* [SUPPLIED PASSAGE]
Wednesday, May 5, 2010

JB White at Greenville and Savannah Malls

The JB White stores at Greenville and Savannah Malls proved to be two of three outpost stores of the relatively small chain of department stores.  While White's had a history in Greenville, it was a definite latecomer to both the Savannah and Spartanburg markets.  While the one in Spartanburg anchored a very successful mall (causing the immediate death of Hillcrest Mall), the Savannah and Greenville stores seem to have been relatively quirky, flanking malls filled with big promises but last-choice anchors.  The Greenville Mall store is now long gone and forgotten.  However, the Savannah Mall store continues to hang on in an otherwise troubled mall as the lone remaining department store anchor basically stuck due to a lack of suitable replacement sites.  Both malls had ill-fated Montgomery Ward, and both tried Parisian as an attempt to present a fresh, upscale image that apparently instead led to the sale of Parisian later.  While Savannah Mall seems to be on the downswing, it successfully reinvented itself a few years ago.  Millions spent on Greenville Mall, on the other hand, failed to turn around its fortunes in the long term and most of the mall has been demolished.


The JB White at Savannah Mall was among the most unattractive location in the entire chain.  With a combination of brutalism and postmodern design, the store looked like a big brick block with a couple stucco arches thrown in.  They did, however, use the nice script logo found on the stores built in the 70's and 80's.  Dillard's continues to operate here today.  Photo by C. Lewis.

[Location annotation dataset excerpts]
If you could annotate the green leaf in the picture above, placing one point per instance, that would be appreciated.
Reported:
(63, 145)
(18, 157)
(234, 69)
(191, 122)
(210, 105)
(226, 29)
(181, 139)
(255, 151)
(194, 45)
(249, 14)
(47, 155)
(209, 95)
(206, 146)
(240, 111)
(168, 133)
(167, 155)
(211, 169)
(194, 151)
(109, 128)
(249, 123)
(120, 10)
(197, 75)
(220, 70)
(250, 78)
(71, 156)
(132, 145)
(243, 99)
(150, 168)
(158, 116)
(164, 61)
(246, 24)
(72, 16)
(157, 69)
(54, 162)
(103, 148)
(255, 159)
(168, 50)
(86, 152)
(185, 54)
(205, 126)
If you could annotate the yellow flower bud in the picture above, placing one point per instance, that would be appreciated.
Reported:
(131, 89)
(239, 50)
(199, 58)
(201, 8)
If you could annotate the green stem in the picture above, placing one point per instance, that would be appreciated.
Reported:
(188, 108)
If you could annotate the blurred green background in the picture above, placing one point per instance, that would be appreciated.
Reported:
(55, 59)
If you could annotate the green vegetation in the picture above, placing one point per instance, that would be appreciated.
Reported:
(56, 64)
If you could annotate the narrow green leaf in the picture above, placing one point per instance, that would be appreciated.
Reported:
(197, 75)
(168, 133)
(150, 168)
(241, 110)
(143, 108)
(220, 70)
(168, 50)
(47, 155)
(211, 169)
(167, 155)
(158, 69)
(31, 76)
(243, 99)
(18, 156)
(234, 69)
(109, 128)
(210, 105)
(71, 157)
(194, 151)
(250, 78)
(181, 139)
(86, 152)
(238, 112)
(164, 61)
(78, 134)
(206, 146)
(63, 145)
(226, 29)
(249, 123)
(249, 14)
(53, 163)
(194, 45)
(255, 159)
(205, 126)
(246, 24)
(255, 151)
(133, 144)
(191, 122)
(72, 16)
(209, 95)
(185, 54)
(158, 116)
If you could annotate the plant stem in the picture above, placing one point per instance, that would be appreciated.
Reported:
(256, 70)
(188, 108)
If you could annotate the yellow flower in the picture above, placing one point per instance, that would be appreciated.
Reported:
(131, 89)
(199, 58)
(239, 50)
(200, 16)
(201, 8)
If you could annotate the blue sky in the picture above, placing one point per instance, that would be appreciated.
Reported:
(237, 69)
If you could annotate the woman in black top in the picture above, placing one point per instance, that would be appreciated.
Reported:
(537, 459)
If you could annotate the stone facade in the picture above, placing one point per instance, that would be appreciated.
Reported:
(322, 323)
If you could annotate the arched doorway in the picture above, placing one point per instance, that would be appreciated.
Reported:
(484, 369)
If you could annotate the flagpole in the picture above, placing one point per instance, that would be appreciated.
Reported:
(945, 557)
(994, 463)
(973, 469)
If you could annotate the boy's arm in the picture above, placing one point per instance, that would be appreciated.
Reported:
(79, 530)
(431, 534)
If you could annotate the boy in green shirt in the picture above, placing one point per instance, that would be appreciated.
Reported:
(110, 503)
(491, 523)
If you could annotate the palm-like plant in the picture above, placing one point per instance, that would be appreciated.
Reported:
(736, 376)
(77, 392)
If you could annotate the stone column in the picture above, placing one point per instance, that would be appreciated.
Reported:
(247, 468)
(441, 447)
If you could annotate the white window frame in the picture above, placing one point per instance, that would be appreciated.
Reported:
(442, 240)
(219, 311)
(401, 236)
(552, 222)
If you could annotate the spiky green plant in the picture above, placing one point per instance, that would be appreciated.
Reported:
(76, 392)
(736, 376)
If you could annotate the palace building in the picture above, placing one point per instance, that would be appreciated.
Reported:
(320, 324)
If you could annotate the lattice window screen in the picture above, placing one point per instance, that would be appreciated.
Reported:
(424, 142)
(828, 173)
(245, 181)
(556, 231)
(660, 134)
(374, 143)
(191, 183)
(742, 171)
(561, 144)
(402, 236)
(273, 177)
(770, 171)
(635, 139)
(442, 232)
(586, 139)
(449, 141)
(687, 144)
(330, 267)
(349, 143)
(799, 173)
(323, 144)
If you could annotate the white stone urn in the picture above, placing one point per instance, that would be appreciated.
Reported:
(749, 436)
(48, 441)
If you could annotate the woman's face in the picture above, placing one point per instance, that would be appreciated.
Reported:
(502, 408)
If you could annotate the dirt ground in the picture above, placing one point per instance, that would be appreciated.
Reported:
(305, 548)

* [TO BE DONE]
• a. List every department store chain named in the post about the JB White stores at Greenville and Savannah Malls.
• b. Write out the part of the post about the JB White stores starting with "The JB White at" and going on through "by C. Lewis.".
The records have nothing to do with the text.

* [CORRECT ANSWERS]
• a. JB White, Montgomery Ward, Parisian, Dillard's

• b.
The JB White at Savannah Mall was among the most unattractive location in the entire chain.  With a combination of brutalism and postmodern design, the store looked like a big brick block with a couple stucco arches thrown in.  They did, however, use the nice script logo found on the stores built in the 70's and 80's.  Dillard's continues to operate here today.  Photo by C. Lewis.